→ Problem to solve:
Select every line of the material below that contains the word "positive", and copy each such line in full.

[Source data]
★ ★ ★ ★

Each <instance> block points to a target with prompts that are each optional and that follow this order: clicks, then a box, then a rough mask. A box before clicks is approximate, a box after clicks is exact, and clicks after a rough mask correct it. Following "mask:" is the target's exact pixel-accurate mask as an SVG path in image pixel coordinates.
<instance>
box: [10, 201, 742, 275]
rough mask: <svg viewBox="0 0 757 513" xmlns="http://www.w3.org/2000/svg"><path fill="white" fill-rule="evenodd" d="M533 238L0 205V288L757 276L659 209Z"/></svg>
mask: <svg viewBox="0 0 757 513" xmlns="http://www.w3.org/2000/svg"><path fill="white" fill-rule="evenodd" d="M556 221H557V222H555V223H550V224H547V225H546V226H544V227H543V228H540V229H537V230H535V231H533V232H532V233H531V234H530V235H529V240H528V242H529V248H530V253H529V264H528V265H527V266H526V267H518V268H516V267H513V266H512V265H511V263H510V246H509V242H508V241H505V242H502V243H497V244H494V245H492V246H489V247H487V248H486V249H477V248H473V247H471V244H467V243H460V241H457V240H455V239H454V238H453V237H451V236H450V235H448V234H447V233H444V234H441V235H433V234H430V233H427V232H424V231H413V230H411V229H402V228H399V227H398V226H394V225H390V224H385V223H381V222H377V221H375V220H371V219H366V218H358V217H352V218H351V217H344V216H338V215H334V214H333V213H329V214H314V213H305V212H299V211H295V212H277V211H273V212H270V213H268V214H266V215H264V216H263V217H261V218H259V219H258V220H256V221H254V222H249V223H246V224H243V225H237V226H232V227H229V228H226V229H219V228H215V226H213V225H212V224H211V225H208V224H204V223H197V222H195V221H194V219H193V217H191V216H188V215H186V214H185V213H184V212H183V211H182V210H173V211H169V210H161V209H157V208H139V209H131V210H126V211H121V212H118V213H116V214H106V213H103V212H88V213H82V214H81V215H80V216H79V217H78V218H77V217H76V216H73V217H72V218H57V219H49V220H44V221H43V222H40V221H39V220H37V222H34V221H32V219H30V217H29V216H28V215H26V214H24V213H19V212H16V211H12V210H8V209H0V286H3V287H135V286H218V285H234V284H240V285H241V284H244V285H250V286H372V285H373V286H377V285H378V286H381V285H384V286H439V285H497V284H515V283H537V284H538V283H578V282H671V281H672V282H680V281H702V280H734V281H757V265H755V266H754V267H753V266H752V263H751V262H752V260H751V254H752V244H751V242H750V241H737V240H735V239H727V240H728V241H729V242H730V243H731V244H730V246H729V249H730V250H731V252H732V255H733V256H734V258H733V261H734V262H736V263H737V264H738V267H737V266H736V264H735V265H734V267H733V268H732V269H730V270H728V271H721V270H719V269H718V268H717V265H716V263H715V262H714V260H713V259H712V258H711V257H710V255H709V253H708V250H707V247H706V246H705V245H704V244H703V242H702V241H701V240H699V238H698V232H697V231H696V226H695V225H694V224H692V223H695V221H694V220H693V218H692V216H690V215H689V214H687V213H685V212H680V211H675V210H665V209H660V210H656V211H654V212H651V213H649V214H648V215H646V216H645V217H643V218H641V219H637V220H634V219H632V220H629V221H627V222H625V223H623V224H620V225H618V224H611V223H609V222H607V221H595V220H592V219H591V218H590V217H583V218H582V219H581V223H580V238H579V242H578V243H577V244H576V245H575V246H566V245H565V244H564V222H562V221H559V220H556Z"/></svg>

★ ★ ★ ★

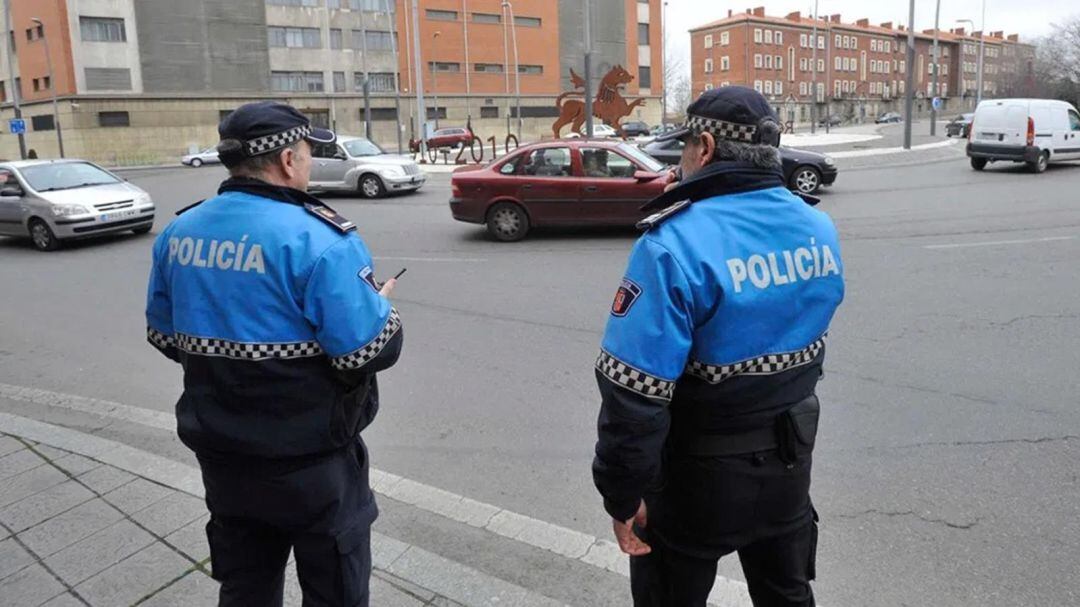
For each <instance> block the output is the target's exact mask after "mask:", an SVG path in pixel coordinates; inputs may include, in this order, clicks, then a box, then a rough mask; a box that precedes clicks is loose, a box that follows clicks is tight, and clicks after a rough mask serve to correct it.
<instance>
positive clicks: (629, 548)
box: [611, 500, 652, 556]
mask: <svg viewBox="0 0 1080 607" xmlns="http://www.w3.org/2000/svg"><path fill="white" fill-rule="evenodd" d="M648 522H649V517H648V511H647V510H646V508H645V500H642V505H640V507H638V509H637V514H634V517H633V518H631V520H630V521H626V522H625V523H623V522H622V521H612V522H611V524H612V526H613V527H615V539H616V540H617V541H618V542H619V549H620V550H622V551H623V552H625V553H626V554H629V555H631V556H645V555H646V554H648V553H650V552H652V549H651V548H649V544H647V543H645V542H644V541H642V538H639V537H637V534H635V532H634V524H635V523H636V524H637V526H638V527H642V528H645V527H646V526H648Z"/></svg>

★ ★ ★ ★

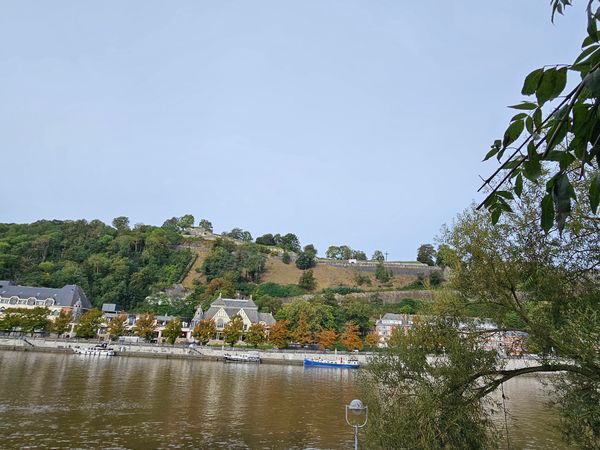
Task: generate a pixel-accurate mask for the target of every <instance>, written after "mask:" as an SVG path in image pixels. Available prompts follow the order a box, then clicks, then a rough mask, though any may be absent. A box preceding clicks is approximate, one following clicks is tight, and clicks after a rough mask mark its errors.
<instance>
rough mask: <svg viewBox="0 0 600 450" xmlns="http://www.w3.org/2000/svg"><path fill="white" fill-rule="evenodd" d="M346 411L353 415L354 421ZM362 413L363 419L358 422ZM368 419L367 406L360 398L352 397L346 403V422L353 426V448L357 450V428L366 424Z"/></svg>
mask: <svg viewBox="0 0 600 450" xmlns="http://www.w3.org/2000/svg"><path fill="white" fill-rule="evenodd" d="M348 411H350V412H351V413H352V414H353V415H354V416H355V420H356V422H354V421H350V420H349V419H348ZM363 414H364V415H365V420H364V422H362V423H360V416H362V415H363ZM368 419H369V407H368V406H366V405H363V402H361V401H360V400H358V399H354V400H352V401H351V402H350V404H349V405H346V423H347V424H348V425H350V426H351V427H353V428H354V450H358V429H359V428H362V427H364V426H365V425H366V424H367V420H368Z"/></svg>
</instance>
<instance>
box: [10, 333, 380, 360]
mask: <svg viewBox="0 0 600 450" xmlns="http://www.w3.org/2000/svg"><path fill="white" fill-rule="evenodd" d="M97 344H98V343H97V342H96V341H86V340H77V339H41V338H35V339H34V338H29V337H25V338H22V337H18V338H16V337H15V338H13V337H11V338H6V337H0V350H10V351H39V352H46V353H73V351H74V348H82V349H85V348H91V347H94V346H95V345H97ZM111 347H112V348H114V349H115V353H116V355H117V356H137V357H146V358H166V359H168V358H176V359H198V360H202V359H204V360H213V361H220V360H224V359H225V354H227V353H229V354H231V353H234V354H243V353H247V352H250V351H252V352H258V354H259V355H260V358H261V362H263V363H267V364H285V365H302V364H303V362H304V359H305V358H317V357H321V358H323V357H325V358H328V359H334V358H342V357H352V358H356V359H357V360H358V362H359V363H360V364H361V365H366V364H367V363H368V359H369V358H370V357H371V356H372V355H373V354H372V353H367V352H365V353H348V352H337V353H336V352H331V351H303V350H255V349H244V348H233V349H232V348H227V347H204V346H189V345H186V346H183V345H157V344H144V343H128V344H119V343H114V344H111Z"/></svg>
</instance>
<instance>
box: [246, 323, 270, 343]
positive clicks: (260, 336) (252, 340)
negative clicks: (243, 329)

★ ★ ★ ★

→ Result:
positive clicks: (629, 548)
positive clicks: (260, 336) (252, 340)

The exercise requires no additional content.